• Brief: Arrange every line of the entries below as a numbered list, omitting any blank lines.

Excerpt from a dataset
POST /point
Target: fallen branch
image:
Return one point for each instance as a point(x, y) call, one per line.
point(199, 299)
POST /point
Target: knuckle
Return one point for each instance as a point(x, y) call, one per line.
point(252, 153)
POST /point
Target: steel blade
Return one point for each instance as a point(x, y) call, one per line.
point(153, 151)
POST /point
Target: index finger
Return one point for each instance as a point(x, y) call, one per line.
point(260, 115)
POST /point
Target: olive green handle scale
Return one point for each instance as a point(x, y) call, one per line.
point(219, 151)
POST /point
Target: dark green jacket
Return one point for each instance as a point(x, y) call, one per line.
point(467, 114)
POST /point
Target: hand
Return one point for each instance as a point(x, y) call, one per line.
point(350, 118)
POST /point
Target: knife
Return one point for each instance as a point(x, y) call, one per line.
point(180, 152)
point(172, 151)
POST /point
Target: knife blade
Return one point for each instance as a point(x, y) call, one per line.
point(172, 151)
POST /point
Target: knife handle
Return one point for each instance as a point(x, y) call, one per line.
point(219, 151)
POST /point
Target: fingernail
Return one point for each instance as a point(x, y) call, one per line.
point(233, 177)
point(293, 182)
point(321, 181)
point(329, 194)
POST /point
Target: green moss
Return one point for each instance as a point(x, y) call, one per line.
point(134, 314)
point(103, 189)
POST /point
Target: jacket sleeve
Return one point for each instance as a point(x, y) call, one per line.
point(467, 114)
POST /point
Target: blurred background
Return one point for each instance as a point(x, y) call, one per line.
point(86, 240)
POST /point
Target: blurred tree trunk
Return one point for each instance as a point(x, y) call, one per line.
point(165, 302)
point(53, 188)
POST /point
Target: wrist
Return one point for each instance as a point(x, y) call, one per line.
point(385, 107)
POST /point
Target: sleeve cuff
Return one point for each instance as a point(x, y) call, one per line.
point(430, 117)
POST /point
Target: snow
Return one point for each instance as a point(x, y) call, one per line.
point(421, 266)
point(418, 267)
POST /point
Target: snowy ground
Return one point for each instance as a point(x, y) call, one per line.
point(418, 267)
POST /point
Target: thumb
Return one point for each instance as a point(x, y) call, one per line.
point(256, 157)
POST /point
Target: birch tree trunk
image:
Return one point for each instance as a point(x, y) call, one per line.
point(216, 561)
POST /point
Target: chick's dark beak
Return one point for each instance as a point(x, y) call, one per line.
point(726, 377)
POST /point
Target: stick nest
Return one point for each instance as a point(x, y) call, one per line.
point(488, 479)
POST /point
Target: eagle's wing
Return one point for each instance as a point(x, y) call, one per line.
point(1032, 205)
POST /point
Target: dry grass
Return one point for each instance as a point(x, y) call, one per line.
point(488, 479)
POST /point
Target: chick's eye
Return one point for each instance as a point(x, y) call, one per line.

• Task answer:
1. POST /point
2. Target: fallen branch
3. image:
4. Return one point for each instance as a point(x, y) call, one per line.
5. point(199, 299)
6. POST /point
7. Target: knuckle
8. Return one point for each instance as a point(x, y) call, one per line.
9. point(252, 153)
10. POST /point
11. Target: steel blade
12. Return one point for each instance as a point(x, y) call, one per line.
13. point(153, 151)
14. POST /point
15. Target: index finger
16. Return one point for each instance as a point(x, y) call, one per line.
17. point(260, 115)
18. POST /point
19. Target: olive green handle scale
20. Return one point for each instance as a point(x, y) call, one per line.
21. point(219, 151)
22. POST /point
23. Target: dark green jacket
24. Return one point for each instance as a point(x, y) call, one per line.
25. point(467, 114)
26. POST /point
27. Target: hand
28. Return one point for each instance as a point(x, y) call, one per line.
29. point(350, 118)
30. POST /point
31. Target: knife
32. Return one point for each instance as a point(x, y) call, one per line.
33. point(180, 152)
34. point(172, 151)
35. POST /point
36. Target: knife blade
37. Return one point for each instance as a point(x, y) call, one per line.
38. point(172, 151)
39. POST /point
40. Target: knife handle
41. Return one point for each instance as a point(x, y) call, one per line.
42. point(219, 151)
43. POST /point
44. Target: fingernail
45. Return one point for each instance as a point(x, y) call, one per line.
46. point(233, 177)
47. point(293, 182)
48. point(321, 181)
49. point(329, 194)
50. POST /point
51. Target: green moss
52. Return one point for each instance as a point(x, y) call, one per line.
53. point(134, 314)
54. point(103, 189)
55. POST /point
56. Target: jacket sleeve
57. Return one point for each instance as a point(x, y) call, one per line.
58. point(467, 114)
59. POST /point
60. Target: blurred background
61. Return one point for each instance as a point(x, y) call, one per line.
62. point(86, 240)
63. POST /point
64. Target: blurred tree trunk
65. Return one point for each instance as a point(x, y) call, one per line.
66. point(165, 302)
67. point(53, 188)
68. POST /point
69. Target: wrist
70. Return one point for each instance as a point(x, y) call, one per line.
71. point(385, 107)
72. POST /point
73. Target: sleeve cuff
74. Return one point for each instance as a point(x, y) call, one per line.
75. point(430, 117)
76. POST /point
77. Target: snow
78. Return one point for each instance as a point(x, y) call, one per line.
79. point(421, 266)
80. point(418, 267)
81. POST /point
82. Target: snowy ground
83. Return one point for each instance as a point(x, y) call, one per line.
84. point(418, 267)
85. POST /point
86. Target: thumb
87. Return one point for each instance as a point(x, y) call, one per line.
88. point(256, 157)
89. POST /point
90. Target: birch tree trunk
91. image:
92. Return one point for each instance as a point(x, y) call, one per line.
93. point(216, 561)
94. POST /point
95. Target: chick's dark beak
96. Return one point for each instance as a point(x, y) call, one per line.
97. point(726, 377)
98. POST /point
99. Target: stick nest
100. Return one point for each instance as a point(x, y) call, one per line.
101. point(488, 479)
102. POST /point
103. Target: eagle's wing
104. Return one point for each instance as a point(x, y) call, one per line.
105. point(1032, 205)
106. POST /point
107. Target: dry grass
108. Return one point for each instance as a point(x, y) call, one per line.
109. point(488, 479)
110. POST /point
111. Target: chick's eye
112. Return one point for each instance as a point(x, y) call, one per line.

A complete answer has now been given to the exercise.